### AUFGABE 1
Zähle alle Dinge auf, die laut Ann-Britts Beitrag in der Forendiskussion über das Ende einer Geschichte möglich sind.
### AUFGABE 2
Gib den Abschnitt der Forendiskussion über das Ende einer Geschichte von "Es ist einer" bis hinunter zu "so nicht glaubhaft." wieder und tausche dabei "Glaubhaftigkeit" gegen "Plausibilität" aus.
### AUFGABE 3
Nimm den Faden der Forendiskussion über das Ende einer Geschichte wieder auf und schreibe sie nach ihrem letzten Satz weiter.

### SEITENTEXT
---*---

Das eben nicht. Zumindest der Schluss nicht - das ist, denke ich, der Knackpunkt, auf den Rudolphs Kritik hinaus läuft. Entweder es geschieht im völligen Affekt, dann steht sie wie beschrieben da und muss erstmal realisieren, was sie da getan hat – dann ist aber der nachgeschobene Kommentar unglaubhaft. Oder es geschieht quasi als "spontane Umsetzung lange schon durchgespielter Szenarien des sich Wehrens" – dann wundert sie sich nicht; und sie wartet auch nicht, bis der Kerl tot ist, ehe sie ihm diesem giftigen Kommentar mitgibt, denn Teil des Wehrens ist es ja, ihm endlich mal die Meinung zu sagen.
 

Ann-Britt

Mitglied
Ihr geht davon aus, dass im richtigen Leben alles nach einem Schema läuft, das ist aber nicht so. Es gibt Dinge, die realistisch und logisch sein müssen, da gebe ich euch recht. Eine unvorhersehbare Reaktion, ein plötzlicher "Black out", ein Ausbruch von Emotionen sind aber möglich, leider oder zum Glück. Es ist ja häufig nur der berühmte Tropfen, der das Fass zum Überlaufen bringt.
 

jon

Mitglied
Teammitglied
Ihr geht davon aus, dass im richtigen Leben alles nach einem Schema läuft, …
Das ist eine echt kühne Vermutung von dir. Ich verstehe ja, dass dir das das Abschmettern der Kritik vereinfacht, aber es trifft – zumindest was mich angeht – nicht zu.

Es ist einer der allergrößten Irrtümer, denen Autoren erliegen: Was "im wirklichen Leben" tatsächlich passiert, ist nicht automatisch geeignet für Geschichten. (Das betrifft den reinen Plot ebenso wie die Art, wie erzählt wird.) Das Schlüsselwort ist Glaubhaftigkeit – und dieses Ende hier (das Ende! Nicht der Akt der Tötung oder wie es dazu kommt!) ist schlichtweg so nicht glaubhaft.

Das Starren z. B. ist völlig unmotiviert. Es beginnt direkt nach dem Schlag (noch vor dem Topfabstellen), das klingt wie "sie muss erstmal realisieren, was passiert ist", dann aber klingt es, als würde sie nur abwarten, dass der Tod eintritt. Wo und wie hat sich der Charakter des Starren so gravierend geändert? Zeig das! Lass sie was fühlen, was denken!

---*---

Daten zu Segmentierungsmasken:
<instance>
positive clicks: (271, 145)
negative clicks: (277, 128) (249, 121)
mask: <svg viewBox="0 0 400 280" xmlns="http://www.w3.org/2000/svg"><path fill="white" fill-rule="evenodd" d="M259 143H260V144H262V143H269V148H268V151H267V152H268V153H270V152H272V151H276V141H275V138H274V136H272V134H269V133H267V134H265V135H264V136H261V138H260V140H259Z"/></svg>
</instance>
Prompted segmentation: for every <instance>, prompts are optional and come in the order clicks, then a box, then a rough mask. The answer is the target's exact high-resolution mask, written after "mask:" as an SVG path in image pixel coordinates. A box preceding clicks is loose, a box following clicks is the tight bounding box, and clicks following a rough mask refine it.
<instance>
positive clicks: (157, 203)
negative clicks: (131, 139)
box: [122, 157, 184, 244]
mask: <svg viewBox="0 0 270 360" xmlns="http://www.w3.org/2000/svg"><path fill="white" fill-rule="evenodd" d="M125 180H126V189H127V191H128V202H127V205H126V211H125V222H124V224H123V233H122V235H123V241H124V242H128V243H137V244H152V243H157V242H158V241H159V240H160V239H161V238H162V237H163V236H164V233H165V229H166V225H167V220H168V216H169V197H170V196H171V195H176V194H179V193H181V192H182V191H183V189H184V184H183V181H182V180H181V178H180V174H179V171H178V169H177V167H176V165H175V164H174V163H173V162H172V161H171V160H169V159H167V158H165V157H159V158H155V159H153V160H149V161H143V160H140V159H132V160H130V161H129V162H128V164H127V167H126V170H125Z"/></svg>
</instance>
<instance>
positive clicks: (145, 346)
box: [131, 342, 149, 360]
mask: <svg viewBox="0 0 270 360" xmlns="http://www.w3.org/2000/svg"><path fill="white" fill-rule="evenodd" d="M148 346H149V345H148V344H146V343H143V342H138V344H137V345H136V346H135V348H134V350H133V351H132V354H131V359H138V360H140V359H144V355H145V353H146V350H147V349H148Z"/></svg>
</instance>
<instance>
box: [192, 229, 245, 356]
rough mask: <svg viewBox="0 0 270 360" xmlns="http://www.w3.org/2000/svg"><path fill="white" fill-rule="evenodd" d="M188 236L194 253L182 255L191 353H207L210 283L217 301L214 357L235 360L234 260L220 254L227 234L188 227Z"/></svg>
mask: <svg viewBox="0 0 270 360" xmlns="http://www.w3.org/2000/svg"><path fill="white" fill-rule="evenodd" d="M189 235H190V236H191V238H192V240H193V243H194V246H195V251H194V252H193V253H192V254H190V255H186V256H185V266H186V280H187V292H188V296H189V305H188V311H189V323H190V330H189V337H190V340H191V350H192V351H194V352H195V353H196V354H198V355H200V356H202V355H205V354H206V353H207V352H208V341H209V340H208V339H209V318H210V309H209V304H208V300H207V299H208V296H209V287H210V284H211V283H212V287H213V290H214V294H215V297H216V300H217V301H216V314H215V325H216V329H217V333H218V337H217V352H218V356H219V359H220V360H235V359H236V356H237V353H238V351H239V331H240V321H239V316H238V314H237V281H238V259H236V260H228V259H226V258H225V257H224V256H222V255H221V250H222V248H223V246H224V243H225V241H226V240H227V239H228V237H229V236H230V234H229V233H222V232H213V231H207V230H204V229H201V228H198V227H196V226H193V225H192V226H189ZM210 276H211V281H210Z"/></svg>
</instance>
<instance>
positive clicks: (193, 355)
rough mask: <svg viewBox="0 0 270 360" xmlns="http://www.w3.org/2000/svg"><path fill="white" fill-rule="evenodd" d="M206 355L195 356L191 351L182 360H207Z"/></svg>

---*---

### LÖSUNG 1
Eine unvorhersehbare Reaktion, ein plötzlicher "Black out" und ein Ausbruch von Emotionen.

### LÖSUNG 2
Es ist einer der allergrößten Irrtümer, denen Autoren erliegen: Was "im wirklichen Leben" tatsächlich passiert, ist nicht automatisch geeignet für Geschichten. (Das betrifft den reinen Plot ebenso wie die Art, wie erzählt wird.) Das Schlüsselwort ist Plausibilität – und dieses Ende hier (das Ende! Nicht der Akt der Tötung oder wie es dazu kommt!) ist schlichtweg so nicht glaubhaft.

### LÖSUNG 3
Und: Sie war immer so verhuscht, dass sie sich nie wehrte (zumindest ist im Text keine Rede davon). Und plötzlich nimmt sie eine so resolute Haltung wie das Arme-in-die Hüfte-Stemmen (eine typische "Herr(in) im Haus"-Geste) ein? Woher dieser radikale Charakterwandel?
 
Ich habe diese Geschichte gelesen, weil sie mir im Gegensatz zu einigen anderen vom Titel her nicht wie ein Thriller erschien. Ich mag lieber Krimis als Thriller.

Die Geschichte ist sehr, sehr ausbaufähig. Im Moment ist das nur eine Idee, eine hingeworfene Szene. Aber es ist so viel mehr enthalten. Es würde sich lohnen, die Geschichte richtig auszuarbeiten, Ann-Britt. Ich finde die Geschichte absolut realistisch und logisch, wie im richtigen Leben.

Eine Frau, die wirklich ernsthaft an ihrem Beruf als Sekretärin gehangen hat, würde sich niemals von so einem dominanten Ehemann dazu überreden lassen, ihren Beruf aufzugeben. Warum also hat sie ihren Beruf aufgegeben? Weil es für sie nur ein Übergangsmodell bis zur Heirat war?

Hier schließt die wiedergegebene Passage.